* _Task_: Convert the rows below into a JSON list of strings, with one string per line and blank lines omitted. Leave the pictures out of the list.

= = = =

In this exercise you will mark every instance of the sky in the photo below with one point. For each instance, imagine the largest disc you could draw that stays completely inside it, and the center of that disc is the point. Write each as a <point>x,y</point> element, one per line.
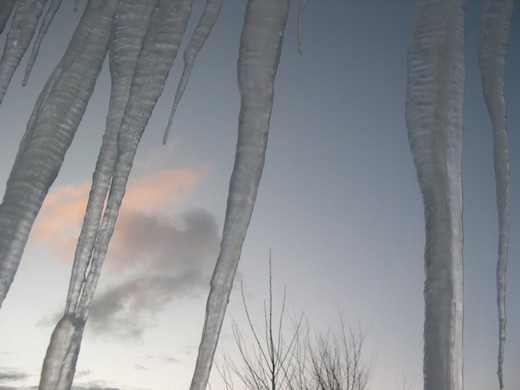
<point>339,208</point>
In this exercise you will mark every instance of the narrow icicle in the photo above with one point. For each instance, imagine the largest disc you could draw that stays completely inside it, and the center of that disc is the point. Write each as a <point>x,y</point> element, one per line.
<point>19,37</point>
<point>47,20</point>
<point>159,47</point>
<point>49,132</point>
<point>167,26</point>
<point>5,13</point>
<point>301,9</point>
<point>260,47</point>
<point>201,33</point>
<point>129,28</point>
<point>494,33</point>
<point>434,112</point>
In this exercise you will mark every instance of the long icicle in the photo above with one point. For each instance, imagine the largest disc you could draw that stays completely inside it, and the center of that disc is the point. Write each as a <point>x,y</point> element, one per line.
<point>260,47</point>
<point>50,131</point>
<point>90,40</point>
<point>47,20</point>
<point>19,37</point>
<point>160,45</point>
<point>201,33</point>
<point>434,118</point>
<point>494,34</point>
<point>5,13</point>
<point>128,31</point>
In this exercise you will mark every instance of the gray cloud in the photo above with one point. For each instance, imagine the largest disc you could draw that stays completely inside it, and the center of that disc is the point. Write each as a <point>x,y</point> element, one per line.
<point>161,259</point>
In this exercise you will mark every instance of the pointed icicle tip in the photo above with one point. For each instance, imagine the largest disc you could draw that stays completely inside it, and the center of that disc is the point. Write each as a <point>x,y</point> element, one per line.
<point>200,35</point>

= = = =

* _Written response_:
[
  "In this exercise you will mark every instance of the sky in the photo below with one point. For each instance, imagine the largest disc you could draw that stays completely inside it, and the center of that disc is the point. Write each as a <point>x,y</point> element, one per line.",
  "<point>339,208</point>",
  "In this exercise you will mark every instance of the narrow icicle in the photo above with one point. For each instance, imagine the largest disc you could draw that stays completely inside it, and the center of that disc is the point. Write each as a <point>x,y</point> element, one per line.",
  "<point>19,37</point>",
  "<point>47,20</point>",
  "<point>159,47</point>",
  "<point>49,132</point>",
  "<point>167,26</point>",
  "<point>5,13</point>",
  "<point>301,9</point>",
  "<point>260,47</point>",
  "<point>201,33</point>",
  "<point>129,28</point>",
  "<point>494,33</point>",
  "<point>434,112</point>",
  "In this exercise you will mark every instance of the long icicle in the photo above with one point. For each instance, imagine the largest disc you could draw that stays completely inside it, and the center of that disc is the point. Write each as a <point>x,y</point> element, one per line.",
  "<point>260,47</point>",
  "<point>50,131</point>",
  "<point>90,40</point>",
  "<point>47,20</point>",
  "<point>19,37</point>",
  "<point>160,45</point>",
  "<point>201,33</point>",
  "<point>434,118</point>",
  "<point>494,34</point>",
  "<point>5,13</point>",
  "<point>128,31</point>",
  "In this exercise you will mark every instance of the gray cloud in the photo above with one point. For each instance, imagine the largest disc you could draw that stays completely inside it, and the center of that disc is the point. Write each as a <point>x,y</point> element, one per line.",
  "<point>161,259</point>",
  "In this exercise you will mark every instance of the pointed icicle tip in the photo above with one point. For each instance, imagine the largest disc you could draw that stays completely inside it, and the center of that disc is the point. Write each as a <point>x,y</point> element, one per line.",
  "<point>200,35</point>"
]